→ **GESTELLTE AUFGABE 1**
Gib an, wie viele Zeilen der Datensätze das Wort „bare“ enthalten, und nenne dabei nur die Zahl.

-------- VORLIEGENDER TEXT --------

Nachdem sich das vorangegangene Kapitel mit der Frage „Was ist Spiel?“ beschäftigt hat, soll hier im dritten Kapitel thematisiert werden, welche Funktionen das Spiel in Bezug auf einzelne Individuen, aber auch auf Gruppen hat. Diese wurden auch schon in Definitionen, Spielmerkmalen und einigen Theorien erwähnt, sollen an dieser Stelle aber eingehendere Betrachtung bekommen. Zuvor wird ein Blick auf die Evolution des Spiels geworfen: Warum hat sich das Spiel in der Evolution entwickelt? Dabei wird unter anderem die Entwicklung unserer Kultur behandelt, aber es geht auch um das Spielen im Tierreich und die daran anschließende Entwicklung des Spiels zum Menschen hin.
Wie und warum konnte sich Spiel im Laufe der Evolution entwickeln? Diese Frage ist wohl eine der meistgestellten, wenn sich Forscher mit der Evolution des Spiels beschäftigen.
Es gibt viele Veröffentlichungen zu dem Spiel der Menschen – aber was hat es mit dem Spiel der Tiere auf sich? Welche Tiere spielen, wo setzt das Spiel in der Entwicklung der Lebewesen an und vor allem warum wird gespielt?
Als Elemente des Spiels lassen sich Zufall und Regel ausmachen. Diese Elemente sind ebenfalls Teil der Evolution. Zufällig auftretende Mutationen, die sich auf den Phänotyp auswirken und für Vielfältigkeit sorgen, werden durch (Selektions-)Kräfte gewissermaßen geordnet. Die Selektion sorgt dafür, dass die „geschaffene Mutation [...] vor die Frage des Überlebens gestellt [wird]“ (SCHÄFER, 1986, S. 429). Alles Lebensfähige ist zuerst möglich, doch spezielle Lebensbedingungen ordnen die verschiedenen, durch Zufall entstandenen, Lebensformen danach weiter. Doch wie er feststellt, lassen auch strenge Bedingungen Variationen zu. Liegt hier vielleicht die Begründung für das angeblich zweckfreie, überflüssig und sinnlos erscheinende Spielverhalten der Tiere, das energieaufwändig ist, Zeit verbraucht und gefährlich im Hinblick auf die nicht vorhandene Wachsamkeit gegenüber aufkommenden Gefahren ist?

-------- BEREITGESTELLTE DATEN --------

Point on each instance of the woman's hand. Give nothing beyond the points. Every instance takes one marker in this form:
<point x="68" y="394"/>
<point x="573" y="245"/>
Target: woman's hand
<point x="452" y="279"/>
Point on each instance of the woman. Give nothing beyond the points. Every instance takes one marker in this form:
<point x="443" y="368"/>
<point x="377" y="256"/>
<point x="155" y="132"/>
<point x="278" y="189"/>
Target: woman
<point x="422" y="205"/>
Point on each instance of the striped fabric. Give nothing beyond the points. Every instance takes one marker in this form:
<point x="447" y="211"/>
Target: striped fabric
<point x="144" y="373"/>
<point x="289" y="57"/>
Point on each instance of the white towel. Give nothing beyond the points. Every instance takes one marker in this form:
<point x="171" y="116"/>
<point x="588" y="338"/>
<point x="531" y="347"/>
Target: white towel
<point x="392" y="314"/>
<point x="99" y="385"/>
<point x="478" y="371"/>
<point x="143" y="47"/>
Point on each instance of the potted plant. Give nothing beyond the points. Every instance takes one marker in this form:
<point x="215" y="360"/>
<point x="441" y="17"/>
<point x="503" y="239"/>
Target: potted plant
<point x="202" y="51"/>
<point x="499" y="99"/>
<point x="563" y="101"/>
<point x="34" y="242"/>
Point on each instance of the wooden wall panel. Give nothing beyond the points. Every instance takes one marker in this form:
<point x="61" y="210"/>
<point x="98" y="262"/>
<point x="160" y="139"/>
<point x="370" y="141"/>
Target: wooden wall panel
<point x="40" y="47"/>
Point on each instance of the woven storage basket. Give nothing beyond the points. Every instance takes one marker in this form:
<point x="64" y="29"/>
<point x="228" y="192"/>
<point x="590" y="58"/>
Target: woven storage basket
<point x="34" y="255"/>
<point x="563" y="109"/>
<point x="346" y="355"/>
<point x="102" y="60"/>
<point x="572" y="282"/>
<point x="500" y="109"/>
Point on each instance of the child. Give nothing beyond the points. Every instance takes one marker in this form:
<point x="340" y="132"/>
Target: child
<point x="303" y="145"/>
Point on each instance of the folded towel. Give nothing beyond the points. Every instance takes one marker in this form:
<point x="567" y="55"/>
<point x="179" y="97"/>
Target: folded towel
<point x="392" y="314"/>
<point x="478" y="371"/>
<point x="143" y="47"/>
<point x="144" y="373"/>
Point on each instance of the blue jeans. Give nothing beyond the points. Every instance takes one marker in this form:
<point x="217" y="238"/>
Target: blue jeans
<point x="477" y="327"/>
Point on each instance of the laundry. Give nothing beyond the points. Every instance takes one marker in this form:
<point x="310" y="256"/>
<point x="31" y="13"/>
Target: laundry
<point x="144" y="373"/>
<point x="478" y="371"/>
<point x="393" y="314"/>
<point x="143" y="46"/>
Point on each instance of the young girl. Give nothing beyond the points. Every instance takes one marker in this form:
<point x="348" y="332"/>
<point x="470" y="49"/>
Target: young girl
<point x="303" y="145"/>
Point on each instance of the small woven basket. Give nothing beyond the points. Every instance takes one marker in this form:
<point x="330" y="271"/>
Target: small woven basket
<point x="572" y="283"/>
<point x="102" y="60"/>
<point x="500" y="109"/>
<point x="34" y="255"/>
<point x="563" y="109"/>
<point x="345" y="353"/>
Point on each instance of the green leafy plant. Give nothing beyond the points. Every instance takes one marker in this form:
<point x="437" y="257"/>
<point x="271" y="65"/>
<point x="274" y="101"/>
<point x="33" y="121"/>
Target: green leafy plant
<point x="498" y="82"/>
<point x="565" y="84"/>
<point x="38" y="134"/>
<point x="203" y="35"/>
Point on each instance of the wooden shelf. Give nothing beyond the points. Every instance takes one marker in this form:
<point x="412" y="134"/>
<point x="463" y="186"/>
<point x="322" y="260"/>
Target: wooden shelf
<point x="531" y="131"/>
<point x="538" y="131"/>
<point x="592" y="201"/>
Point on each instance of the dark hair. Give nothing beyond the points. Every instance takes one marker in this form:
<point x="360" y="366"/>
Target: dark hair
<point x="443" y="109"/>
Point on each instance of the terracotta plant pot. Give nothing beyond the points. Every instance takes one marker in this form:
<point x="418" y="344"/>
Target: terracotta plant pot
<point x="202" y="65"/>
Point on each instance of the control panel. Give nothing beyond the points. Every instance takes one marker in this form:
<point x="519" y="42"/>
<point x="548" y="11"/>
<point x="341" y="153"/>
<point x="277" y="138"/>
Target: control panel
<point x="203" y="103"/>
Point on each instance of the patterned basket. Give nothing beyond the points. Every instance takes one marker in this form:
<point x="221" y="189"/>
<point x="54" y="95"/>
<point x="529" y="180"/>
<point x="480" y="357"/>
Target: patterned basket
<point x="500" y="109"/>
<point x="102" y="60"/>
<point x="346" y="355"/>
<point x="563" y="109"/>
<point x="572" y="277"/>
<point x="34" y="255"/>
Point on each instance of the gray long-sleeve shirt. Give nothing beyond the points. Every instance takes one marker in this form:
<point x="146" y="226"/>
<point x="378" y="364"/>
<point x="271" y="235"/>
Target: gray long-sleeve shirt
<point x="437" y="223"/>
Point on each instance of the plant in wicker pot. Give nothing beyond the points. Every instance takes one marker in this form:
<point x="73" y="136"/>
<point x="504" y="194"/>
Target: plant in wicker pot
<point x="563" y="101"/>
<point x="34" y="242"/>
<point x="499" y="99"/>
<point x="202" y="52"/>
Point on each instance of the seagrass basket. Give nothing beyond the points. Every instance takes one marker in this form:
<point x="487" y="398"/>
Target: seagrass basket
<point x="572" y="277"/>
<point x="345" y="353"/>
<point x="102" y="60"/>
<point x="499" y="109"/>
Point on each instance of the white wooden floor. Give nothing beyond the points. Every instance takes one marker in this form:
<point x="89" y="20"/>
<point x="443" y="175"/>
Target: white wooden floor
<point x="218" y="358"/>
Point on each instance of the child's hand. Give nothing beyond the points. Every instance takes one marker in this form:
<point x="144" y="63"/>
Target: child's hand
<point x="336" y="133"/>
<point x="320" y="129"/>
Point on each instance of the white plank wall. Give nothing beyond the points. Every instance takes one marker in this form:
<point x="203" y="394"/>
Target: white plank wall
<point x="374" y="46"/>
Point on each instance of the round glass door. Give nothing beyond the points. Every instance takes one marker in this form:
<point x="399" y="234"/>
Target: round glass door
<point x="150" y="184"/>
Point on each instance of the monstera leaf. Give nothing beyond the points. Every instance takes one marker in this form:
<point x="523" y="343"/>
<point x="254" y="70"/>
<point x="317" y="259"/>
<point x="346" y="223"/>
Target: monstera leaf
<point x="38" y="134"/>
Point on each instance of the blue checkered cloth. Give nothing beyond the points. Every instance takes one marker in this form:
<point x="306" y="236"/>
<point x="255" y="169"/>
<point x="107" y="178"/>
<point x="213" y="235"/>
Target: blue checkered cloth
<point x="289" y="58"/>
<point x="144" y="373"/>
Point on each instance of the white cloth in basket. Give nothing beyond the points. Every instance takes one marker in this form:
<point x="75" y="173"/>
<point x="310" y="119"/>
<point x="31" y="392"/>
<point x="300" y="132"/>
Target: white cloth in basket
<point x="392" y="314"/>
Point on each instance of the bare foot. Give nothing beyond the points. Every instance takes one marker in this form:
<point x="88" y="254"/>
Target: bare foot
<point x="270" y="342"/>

--------

→ **GESTELLTE AUFGABE 2**
Schreibe aus dem Text über die Evolution des Spiels den Abschnitt von „Nachdem sich das“ bis einschließlich „des Spiels beschäftigen.“ wortgetreu ab.

→ **AUSGABE 1**
2

→ **AUSGABE 2**
Nachdem sich das vorangegangene Kapitel mit der Frage „Was ist Spiel?“ beschäftigt hat, soll hier im dritten Kapitel thematisiert werden, welche Funktionen das Spiel in Bezug auf einzelne Individuen, aber auch auf Gruppen hat. Diese wurden auch schon in Definitionen, Spielmerkmalen und einigen Theorien erwähnt, sollen an dieser Stelle aber eingehendere Betrachtung bekommen. Zuvor wird ein Blick auf die Evolution des Spiels geworfen: Warum hat sich das Spiel in der Evolution entwickelt? Dabei wird unter anderem die Entwicklung unserer Kultur behandelt, aber es geht auch um das Spielen im Tierreich und die daran anschließende Entwicklung des Spiels zum Menschen hin.
Wie und warum konnte sich Spiel im Laufe der Evolution entwickeln? Diese Frage ist wohl eine der meistgestellten, wenn sich Forscher mit der Evolution des Spiels beschäftigen.